● **Stored records**:
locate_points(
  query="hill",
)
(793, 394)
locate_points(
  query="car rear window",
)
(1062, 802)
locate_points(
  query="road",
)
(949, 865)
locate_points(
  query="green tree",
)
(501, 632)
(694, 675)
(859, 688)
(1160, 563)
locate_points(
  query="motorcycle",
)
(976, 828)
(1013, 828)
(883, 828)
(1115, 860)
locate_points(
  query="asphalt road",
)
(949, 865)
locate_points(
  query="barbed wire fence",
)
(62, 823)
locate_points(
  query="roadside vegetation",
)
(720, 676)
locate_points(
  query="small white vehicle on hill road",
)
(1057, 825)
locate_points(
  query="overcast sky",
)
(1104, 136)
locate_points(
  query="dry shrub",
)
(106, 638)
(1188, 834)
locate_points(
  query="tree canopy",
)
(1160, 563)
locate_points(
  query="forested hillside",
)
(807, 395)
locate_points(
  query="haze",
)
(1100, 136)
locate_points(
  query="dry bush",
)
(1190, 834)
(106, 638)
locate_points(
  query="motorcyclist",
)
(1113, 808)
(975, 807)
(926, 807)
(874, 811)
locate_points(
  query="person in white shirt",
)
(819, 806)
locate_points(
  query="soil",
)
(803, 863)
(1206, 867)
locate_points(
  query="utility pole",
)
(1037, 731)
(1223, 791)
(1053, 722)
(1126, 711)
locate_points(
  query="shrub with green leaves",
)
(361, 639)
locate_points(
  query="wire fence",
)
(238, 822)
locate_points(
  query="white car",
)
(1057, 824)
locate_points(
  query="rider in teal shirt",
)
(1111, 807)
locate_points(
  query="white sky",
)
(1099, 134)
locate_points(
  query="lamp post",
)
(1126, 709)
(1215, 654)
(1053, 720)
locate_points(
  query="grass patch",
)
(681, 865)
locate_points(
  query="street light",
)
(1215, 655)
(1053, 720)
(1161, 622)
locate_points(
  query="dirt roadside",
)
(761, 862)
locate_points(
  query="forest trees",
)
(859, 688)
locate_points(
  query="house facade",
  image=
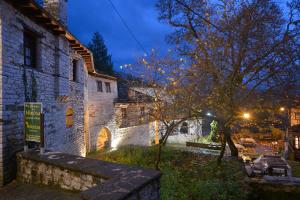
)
(40, 61)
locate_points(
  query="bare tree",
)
(233, 48)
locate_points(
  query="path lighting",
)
(246, 116)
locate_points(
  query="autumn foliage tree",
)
(233, 48)
(170, 105)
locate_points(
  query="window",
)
(30, 46)
(297, 115)
(124, 112)
(69, 117)
(184, 128)
(75, 70)
(297, 144)
(142, 111)
(107, 86)
(99, 86)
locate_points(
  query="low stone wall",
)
(45, 174)
(94, 178)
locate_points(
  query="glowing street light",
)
(246, 115)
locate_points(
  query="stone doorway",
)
(104, 139)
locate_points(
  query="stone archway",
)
(104, 139)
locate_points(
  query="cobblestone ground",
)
(17, 191)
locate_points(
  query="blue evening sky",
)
(88, 16)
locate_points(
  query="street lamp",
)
(246, 116)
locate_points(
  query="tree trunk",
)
(158, 156)
(233, 149)
(223, 142)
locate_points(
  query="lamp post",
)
(286, 133)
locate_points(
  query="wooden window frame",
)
(30, 40)
(99, 86)
(75, 70)
(107, 87)
(124, 112)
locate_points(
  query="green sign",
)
(32, 114)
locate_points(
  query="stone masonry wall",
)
(33, 172)
(53, 80)
(95, 179)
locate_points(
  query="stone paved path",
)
(17, 191)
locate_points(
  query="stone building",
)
(40, 61)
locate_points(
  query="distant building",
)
(295, 116)
(41, 61)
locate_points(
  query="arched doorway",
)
(104, 139)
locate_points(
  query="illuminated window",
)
(75, 70)
(184, 128)
(142, 111)
(124, 112)
(297, 145)
(30, 46)
(69, 117)
(107, 86)
(99, 86)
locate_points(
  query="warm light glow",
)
(246, 115)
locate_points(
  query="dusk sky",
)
(86, 17)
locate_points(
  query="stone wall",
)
(100, 108)
(94, 178)
(33, 172)
(194, 131)
(54, 88)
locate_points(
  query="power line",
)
(127, 27)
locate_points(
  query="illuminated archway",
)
(69, 117)
(104, 139)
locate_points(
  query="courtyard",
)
(188, 175)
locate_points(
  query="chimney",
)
(58, 9)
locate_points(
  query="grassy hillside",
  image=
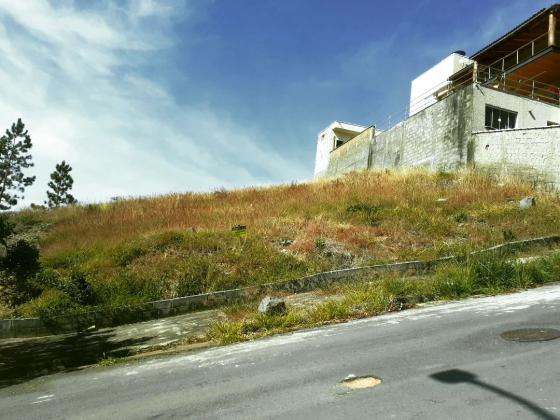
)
(163, 247)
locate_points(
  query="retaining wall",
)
(34, 327)
(531, 154)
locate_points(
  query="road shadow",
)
(457, 376)
(24, 359)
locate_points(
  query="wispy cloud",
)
(87, 83)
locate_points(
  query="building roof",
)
(522, 34)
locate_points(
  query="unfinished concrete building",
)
(498, 109)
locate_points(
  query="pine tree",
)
(14, 158)
(60, 185)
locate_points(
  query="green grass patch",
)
(481, 275)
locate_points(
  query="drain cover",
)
(360, 382)
(531, 334)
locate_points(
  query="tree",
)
(14, 158)
(60, 185)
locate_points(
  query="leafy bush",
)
(50, 304)
(17, 270)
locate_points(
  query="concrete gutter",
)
(35, 327)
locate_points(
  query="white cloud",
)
(78, 79)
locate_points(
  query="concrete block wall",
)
(352, 155)
(438, 137)
(533, 154)
(530, 113)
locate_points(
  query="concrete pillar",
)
(551, 29)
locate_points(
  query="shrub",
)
(50, 304)
(17, 269)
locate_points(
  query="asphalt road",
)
(439, 362)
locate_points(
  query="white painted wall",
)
(422, 88)
(326, 142)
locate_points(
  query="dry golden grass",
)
(410, 216)
(161, 247)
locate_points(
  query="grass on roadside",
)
(100, 256)
(481, 275)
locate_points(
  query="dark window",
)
(499, 119)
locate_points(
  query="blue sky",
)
(144, 97)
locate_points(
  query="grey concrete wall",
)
(438, 137)
(533, 154)
(530, 113)
(445, 135)
(352, 155)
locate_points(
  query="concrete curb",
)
(34, 327)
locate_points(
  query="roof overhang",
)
(522, 34)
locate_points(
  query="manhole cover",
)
(531, 334)
(360, 382)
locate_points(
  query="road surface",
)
(438, 362)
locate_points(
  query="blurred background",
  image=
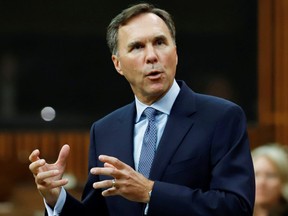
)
(57, 77)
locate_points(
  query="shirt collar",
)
(164, 105)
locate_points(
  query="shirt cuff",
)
(59, 204)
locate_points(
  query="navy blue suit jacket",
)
(202, 166)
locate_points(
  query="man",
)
(202, 164)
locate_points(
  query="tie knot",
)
(150, 113)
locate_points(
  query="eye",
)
(135, 46)
(159, 42)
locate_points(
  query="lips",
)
(154, 75)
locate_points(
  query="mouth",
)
(154, 75)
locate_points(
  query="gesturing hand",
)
(48, 177)
(126, 181)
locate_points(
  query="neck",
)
(261, 211)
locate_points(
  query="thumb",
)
(63, 154)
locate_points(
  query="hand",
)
(128, 183)
(48, 177)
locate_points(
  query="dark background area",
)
(61, 58)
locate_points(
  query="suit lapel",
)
(179, 123)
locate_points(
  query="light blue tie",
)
(149, 143)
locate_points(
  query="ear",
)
(117, 64)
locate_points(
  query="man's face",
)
(147, 56)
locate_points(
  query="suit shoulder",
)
(115, 115)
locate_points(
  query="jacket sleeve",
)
(231, 187)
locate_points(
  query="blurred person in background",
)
(271, 172)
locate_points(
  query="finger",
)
(63, 155)
(108, 165)
(34, 166)
(105, 184)
(34, 155)
(108, 171)
(112, 161)
(45, 175)
(110, 192)
(44, 185)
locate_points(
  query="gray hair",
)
(130, 12)
(278, 155)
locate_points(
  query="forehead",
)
(143, 25)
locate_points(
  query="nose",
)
(151, 55)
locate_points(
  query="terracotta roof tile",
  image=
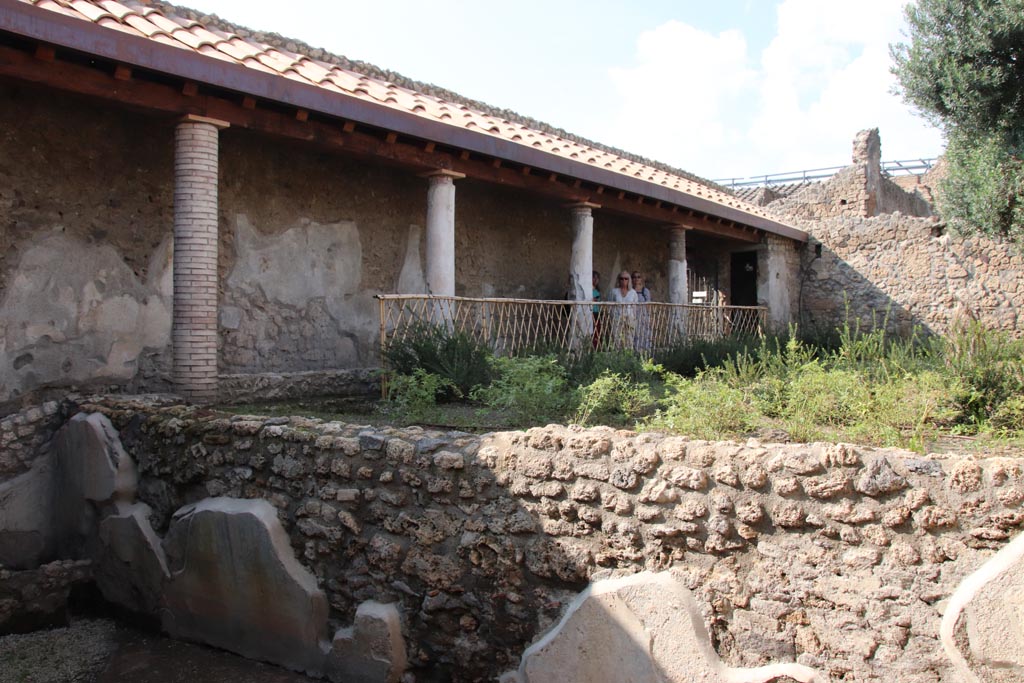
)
(56, 7)
(88, 9)
(160, 24)
(142, 25)
(205, 36)
(111, 23)
(116, 8)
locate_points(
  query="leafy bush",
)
(988, 367)
(528, 390)
(613, 398)
(586, 368)
(456, 356)
(415, 396)
(1009, 417)
(704, 407)
(693, 355)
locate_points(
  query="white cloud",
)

● **What the exercise asks**: Convert the stretch of the records above, from the very start through the line containing "(1188, 834)", into a JSON list of strings, one per line, with blank lines dropped.

● **Output for this exercise**:
[
  "locate_points(",
  "  query=\"hill\",",
  ")",
  "(793, 394)",
  "locate_points(",
  "  query=\"car rear window\",",
  ")",
  "(1062, 802)",
  "locate_points(",
  "  query=\"road\",",
  ")",
  "(949, 865)",
  "locate_points(",
  "  query=\"green tree\",",
  ")",
  "(501, 632)",
  "(694, 675)",
  "(859, 688)",
  "(1160, 563)",
  "locate_points(",
  "  query=\"motorcycle\",",
  ")",
  "(976, 828)",
  "(1013, 828)",
  "(883, 828)",
  "(1115, 860)",
  "locate_points(",
  "  query=\"asphalt road\",",
  ")",
  "(949, 865)",
  "locate_points(",
  "  query=\"barbed wire fence\",",
  ")",
  "(62, 823)",
  "locate_points(",
  "  query=\"roadside vegetation\",",
  ")",
  "(720, 676)",
  "locate_points(",
  "  query=\"small white vehicle on hill road\",",
  ")",
  "(1057, 825)",
  "locate_points(",
  "  query=\"overcast sky\",",
  ")",
  "(1104, 136)",
  "locate_points(",
  "  query=\"dry shrub\",",
  ")",
  "(106, 638)",
  "(1188, 834)"
]